- [The exercise] Rescale the lines from the first one through the line holding "point(391, 399)", inclusive, writing them out again with requests included and every coordinate in the answer points multiplied by 1.65 and rounded to whole numbers, halves up. Keep the numbers in the requests and their format samples unchanged, and give only these lines.

- [Dataset entries]
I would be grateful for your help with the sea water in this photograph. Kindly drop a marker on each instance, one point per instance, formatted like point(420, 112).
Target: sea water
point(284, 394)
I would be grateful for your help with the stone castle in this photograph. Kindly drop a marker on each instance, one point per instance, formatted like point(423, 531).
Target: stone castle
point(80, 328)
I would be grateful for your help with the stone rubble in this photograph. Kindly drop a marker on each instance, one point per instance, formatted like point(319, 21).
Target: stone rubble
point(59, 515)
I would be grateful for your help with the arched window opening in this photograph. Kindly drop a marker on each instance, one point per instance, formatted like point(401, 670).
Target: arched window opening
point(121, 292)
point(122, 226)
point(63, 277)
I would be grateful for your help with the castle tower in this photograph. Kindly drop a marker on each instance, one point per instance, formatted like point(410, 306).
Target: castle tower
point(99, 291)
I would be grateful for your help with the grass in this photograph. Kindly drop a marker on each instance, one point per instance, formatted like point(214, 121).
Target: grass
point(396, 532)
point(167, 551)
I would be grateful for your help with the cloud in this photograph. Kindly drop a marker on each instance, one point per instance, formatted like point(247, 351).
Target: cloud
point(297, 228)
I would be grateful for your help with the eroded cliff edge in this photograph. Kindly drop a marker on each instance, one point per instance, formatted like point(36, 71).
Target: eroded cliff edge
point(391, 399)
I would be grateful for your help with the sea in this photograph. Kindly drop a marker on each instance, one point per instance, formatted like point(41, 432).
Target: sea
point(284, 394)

- [Task solution]
I would be grateful for your help with the sea water in this photograph. Kindly drop a marker on each instance, one point per instance, formatted like point(420, 112).
Target: sea water
point(469, 650)
I would be grateful for your help with the stone castle in this photograph. Kindly drop a marker on each instance, one point per instance, formatted like point(423, 531).
Target: stone castle
point(132, 541)
I would be grateful for your help with the stone rubble in this photograph. Kindly drop a marker on each instance, one point per instance, formatted like point(319, 21).
Target: stone rubble
point(97, 850)
I would be grateful for your help with the arched window opening in this photograph. Kindly drop a marker on each instance, one point per instance, formatted like point(401, 670).
Target: arched window opening
point(200, 482)
point(201, 373)
point(104, 457)
I would be grateful for your help with the castle tower in this photograph. Kindly drop a marker on each instance, one point per instance, formatted like point(410, 306).
Target: castle tower
point(163, 480)
I would be grateful for your help with the grass in this photograph. Kindly drop a marker on each instance, one point per instance, formatted like point(214, 121).
Target: grass
point(653, 878)
point(276, 909)
I would be grateful for your help with the cloud in this photograph. Kindly drop a marker on each instance, one point per instance, formatted like point(247, 351).
Target: cloud
point(490, 376)
I would be grateful for your help with the eroded cliff edge in this photograph. Kindly drop a marker on each instance, one point per instance, formatted like point(36, 71).
Target: eroded cliff edge
point(645, 658)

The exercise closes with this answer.